▶ [Raw records]
· · ·
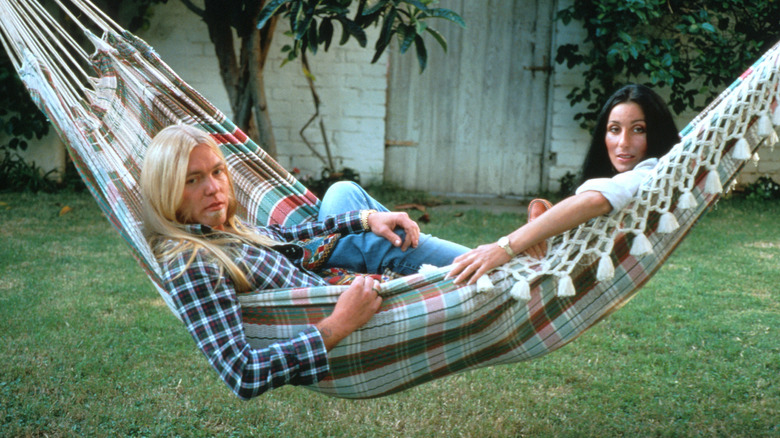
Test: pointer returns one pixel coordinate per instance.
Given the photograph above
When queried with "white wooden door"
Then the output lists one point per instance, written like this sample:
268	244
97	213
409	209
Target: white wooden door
475	121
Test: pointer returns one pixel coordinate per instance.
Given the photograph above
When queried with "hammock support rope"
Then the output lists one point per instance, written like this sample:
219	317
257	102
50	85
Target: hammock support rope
107	104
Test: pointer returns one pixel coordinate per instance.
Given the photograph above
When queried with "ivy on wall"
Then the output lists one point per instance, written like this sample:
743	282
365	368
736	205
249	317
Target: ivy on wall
693	48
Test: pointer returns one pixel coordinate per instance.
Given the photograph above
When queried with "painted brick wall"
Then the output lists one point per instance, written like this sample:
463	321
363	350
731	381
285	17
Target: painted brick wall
352	91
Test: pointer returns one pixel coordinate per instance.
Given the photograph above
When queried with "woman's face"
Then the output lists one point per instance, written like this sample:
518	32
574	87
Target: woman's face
206	190
626	136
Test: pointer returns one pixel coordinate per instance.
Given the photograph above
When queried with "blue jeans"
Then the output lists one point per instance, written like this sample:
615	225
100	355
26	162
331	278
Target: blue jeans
371	254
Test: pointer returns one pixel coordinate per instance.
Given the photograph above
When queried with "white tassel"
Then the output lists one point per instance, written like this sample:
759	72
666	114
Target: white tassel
686	201
712	185
521	290
606	269
641	246
566	287
764	127
776	117
427	269
772	141
484	284
741	150
668	223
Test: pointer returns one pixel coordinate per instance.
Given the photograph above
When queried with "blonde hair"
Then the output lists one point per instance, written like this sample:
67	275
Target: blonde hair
· · ·
▶ [What the task requires] Using the material above, return every line exactly as it appears, minus the pictures.

▶ [The reply]
Test: pointer returns one pixel coordinate per instance.
Given the photograph above
When queried with "white wooden door"
Then the output lists one point per instance, written like this sample:
268	244
97	213
409	209
Target: white wooden door
475	121
Test: pointer returns one pixel coordinate per instance.
Given the photograph above
When queried with "hammock support rope"
Then the output lists one point per instance, written like this sample:
219	317
257	102
50	85
Target: hammock support rope
107	104
Test: pointer returns one pixel coordinate per instance.
Given the photograph above
When queried with "ivy on wall"
Then the output lists one point per instance, written like this sample:
743	282
365	368
736	205
249	317
Target: ivy on wall
693	48
Test: pointer returns one pixel coordinate per instance.
Given the photograph above
When queried with "painted brick wall"
Then the output lists one point per instance, written like this sample:
463	321
363	350
731	381
285	17
Target: painted brick wall
352	91
Test: pointer returns one pixel coordinate per instance.
Given the photograph above
When queried with "woman's face"
Then the output lists one point per instance, written like this sample:
518	32
574	87
Target: woman's face
206	190
626	136
Test: pointer returns one pixel coordinate per instance.
Given the photograph above
When queried with "blue jeans"
Then the output lists one point per instance, written like this sample:
615	225
100	355
26	162
331	278
Target: blue jeans
371	254
Test: pointer returns one pixel coordinate per instance.
Given the photograph above
When queried with "white tassel"
Then the output lists one point per instance, written like this sample:
759	72
666	114
Target: white tassel
686	201
712	185
521	290
606	269
641	246
566	287
764	127
776	117
427	269
772	141
484	284
741	150
668	223
Test: pointer returns one pixel coordinate per instance.
Given the photograph above
When queried with "blonde hair"
Then the output lists one point per instance, written like this sample:
67	275
Target: blonde hair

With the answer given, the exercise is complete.